Convert the entries below into a JSON list of strings with one string per line. Skip the blank lines and leave out the pictures.

--- Begin EXTRACTED INFORMATION ---

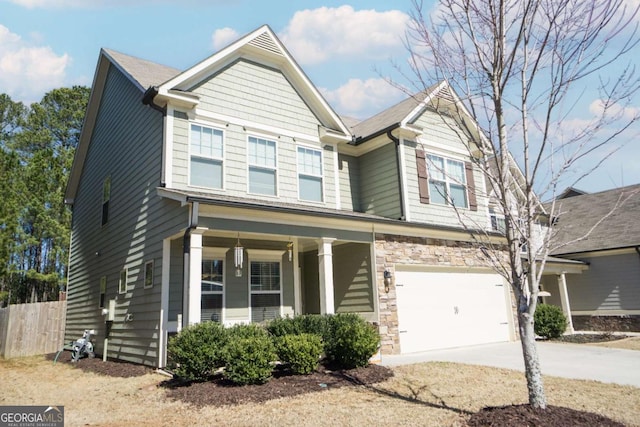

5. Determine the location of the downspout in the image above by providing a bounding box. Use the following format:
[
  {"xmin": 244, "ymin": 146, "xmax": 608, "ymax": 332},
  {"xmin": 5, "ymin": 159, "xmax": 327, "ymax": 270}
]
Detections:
[
  {"xmin": 142, "ymin": 86, "xmax": 170, "ymax": 187},
  {"xmin": 178, "ymin": 202, "xmax": 199, "ymax": 327},
  {"xmin": 387, "ymin": 129, "xmax": 406, "ymax": 221}
]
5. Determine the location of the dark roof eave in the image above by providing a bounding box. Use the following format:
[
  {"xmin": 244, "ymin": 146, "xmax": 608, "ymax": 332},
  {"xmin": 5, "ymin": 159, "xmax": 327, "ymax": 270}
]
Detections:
[
  {"xmin": 551, "ymin": 243, "xmax": 640, "ymax": 257},
  {"xmin": 354, "ymin": 123, "xmax": 400, "ymax": 146},
  {"xmin": 180, "ymin": 195, "xmax": 503, "ymax": 237}
]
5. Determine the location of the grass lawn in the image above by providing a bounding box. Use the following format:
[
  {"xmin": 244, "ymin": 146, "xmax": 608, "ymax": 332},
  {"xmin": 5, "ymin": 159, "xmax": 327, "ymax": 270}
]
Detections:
[{"xmin": 0, "ymin": 352, "xmax": 640, "ymax": 427}]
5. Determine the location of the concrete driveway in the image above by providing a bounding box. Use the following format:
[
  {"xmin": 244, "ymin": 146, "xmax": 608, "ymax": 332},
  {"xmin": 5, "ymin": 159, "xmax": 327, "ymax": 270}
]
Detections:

--- End EXTRACTED INFORMATION ---

### SOLUTION FOR THIS PROBLEM
[
  "5. Determine the location of the downspout in the image above by providing a bounding box. Use the following format:",
  "[",
  "  {\"xmin\": 244, \"ymin\": 146, \"xmax\": 608, \"ymax\": 332},",
  "  {\"xmin\": 5, \"ymin\": 159, \"xmax\": 327, \"ymax\": 270}",
  "]",
  "Detections:",
  "[",
  "  {\"xmin\": 142, \"ymin\": 86, \"xmax\": 170, \"ymax\": 187},",
  "  {\"xmin\": 178, \"ymin\": 202, \"xmax\": 199, \"ymax\": 327},",
  "  {\"xmin\": 387, \"ymin\": 129, \"xmax\": 406, \"ymax\": 221}",
  "]",
  "5. Determine the location of the dark roof eave in the image above by providing a bounding box. Use the following format:",
  "[",
  "  {\"xmin\": 244, \"ymin\": 146, \"xmax\": 608, \"ymax\": 332},",
  "  {\"xmin\": 5, \"ymin\": 159, \"xmax\": 327, \"ymax\": 270}",
  "]",
  "Detections:",
  "[",
  "  {\"xmin\": 551, \"ymin\": 243, \"xmax\": 640, \"ymax\": 257},",
  "  {\"xmin\": 354, \"ymin\": 123, \"xmax\": 400, \"ymax\": 146},",
  "  {\"xmin\": 180, \"ymin\": 195, \"xmax\": 503, \"ymax\": 237}",
  "]",
  "5. Determine the location of the grass lawn in the image above by providing a bounding box. Use the following format:",
  "[",
  "  {\"xmin\": 244, \"ymin\": 146, \"xmax\": 608, \"ymax\": 332},",
  "  {\"xmin\": 5, \"ymin\": 159, \"xmax\": 327, \"ymax\": 270}",
  "]",
  "Detections:",
  "[{\"xmin\": 0, \"ymin\": 352, \"xmax\": 640, \"ymax\": 427}]",
  "5. Determine the location of the concrete driveway in the image above by providing a bounding box. Use the following format:",
  "[",
  "  {\"xmin\": 244, \"ymin\": 146, \"xmax\": 608, \"ymax\": 332},",
  "  {\"xmin\": 5, \"ymin\": 159, \"xmax\": 327, \"ymax\": 270}",
  "]",
  "Detections:"
]